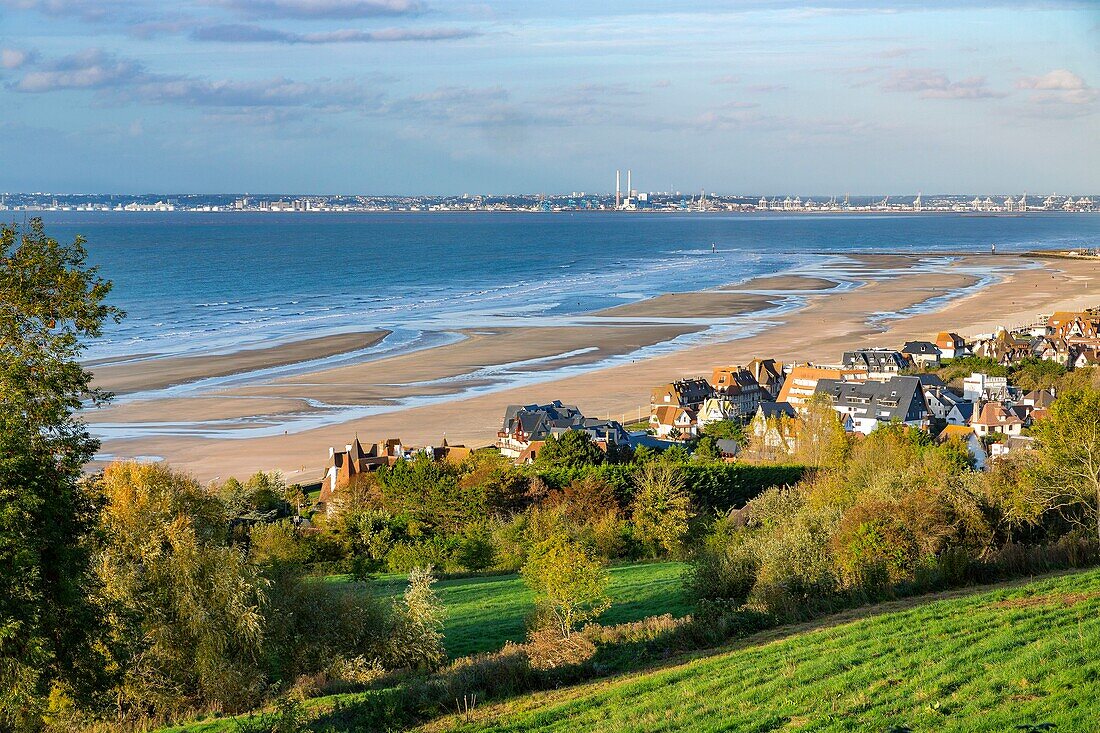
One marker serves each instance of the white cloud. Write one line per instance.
(13, 57)
(930, 84)
(1058, 87)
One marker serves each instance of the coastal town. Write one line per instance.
(626, 199)
(766, 403)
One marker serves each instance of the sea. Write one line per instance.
(219, 282)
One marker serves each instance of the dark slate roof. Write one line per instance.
(727, 447)
(875, 360)
(966, 408)
(898, 398)
(921, 348)
(777, 408)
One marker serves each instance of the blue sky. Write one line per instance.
(429, 96)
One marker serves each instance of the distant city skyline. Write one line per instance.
(442, 98)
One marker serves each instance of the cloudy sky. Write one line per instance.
(448, 96)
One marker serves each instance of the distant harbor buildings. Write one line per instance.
(628, 199)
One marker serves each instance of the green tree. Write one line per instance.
(706, 449)
(661, 507)
(51, 303)
(725, 430)
(184, 610)
(572, 449)
(415, 636)
(1067, 474)
(822, 441)
(570, 583)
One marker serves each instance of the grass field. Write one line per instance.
(483, 613)
(1023, 656)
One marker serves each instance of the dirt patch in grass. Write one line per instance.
(1033, 601)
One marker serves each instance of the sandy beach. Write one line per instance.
(828, 324)
(124, 376)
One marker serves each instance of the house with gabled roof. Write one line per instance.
(1074, 324)
(950, 345)
(966, 436)
(769, 374)
(737, 389)
(774, 428)
(673, 423)
(997, 417)
(682, 393)
(869, 404)
(348, 465)
(1004, 348)
(924, 353)
(880, 363)
(802, 381)
(527, 424)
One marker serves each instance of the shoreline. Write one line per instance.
(825, 325)
(150, 372)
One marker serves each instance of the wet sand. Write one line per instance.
(705, 304)
(157, 373)
(829, 324)
(784, 283)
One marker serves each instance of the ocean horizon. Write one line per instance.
(207, 283)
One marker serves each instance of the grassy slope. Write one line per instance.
(1015, 656)
(483, 613)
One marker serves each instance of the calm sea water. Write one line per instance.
(207, 282)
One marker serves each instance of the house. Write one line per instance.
(737, 386)
(717, 408)
(1004, 348)
(682, 393)
(947, 405)
(1011, 445)
(880, 363)
(673, 423)
(802, 381)
(769, 375)
(996, 417)
(1038, 398)
(774, 428)
(1073, 324)
(345, 466)
(1051, 349)
(867, 404)
(527, 424)
(952, 346)
(979, 387)
(922, 353)
(965, 435)
(960, 413)
(727, 449)
(1086, 357)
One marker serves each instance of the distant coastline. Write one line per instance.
(418, 396)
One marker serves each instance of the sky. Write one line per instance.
(530, 96)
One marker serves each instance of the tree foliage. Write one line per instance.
(185, 611)
(1068, 473)
(661, 507)
(51, 303)
(570, 583)
(572, 449)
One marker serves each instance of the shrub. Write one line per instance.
(661, 509)
(569, 582)
(415, 636)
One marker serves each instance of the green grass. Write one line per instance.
(1018, 656)
(484, 612)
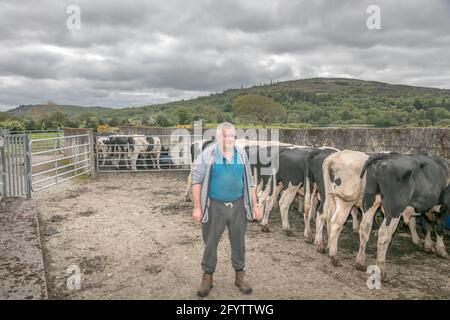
* * *
List each line of the entries that contains the string "green", treating uppercase and lowercase as different.

One marker serves each instance of the green tree. Write one line per instance.
One marker serves each instance of the green grass. Write one line per instance.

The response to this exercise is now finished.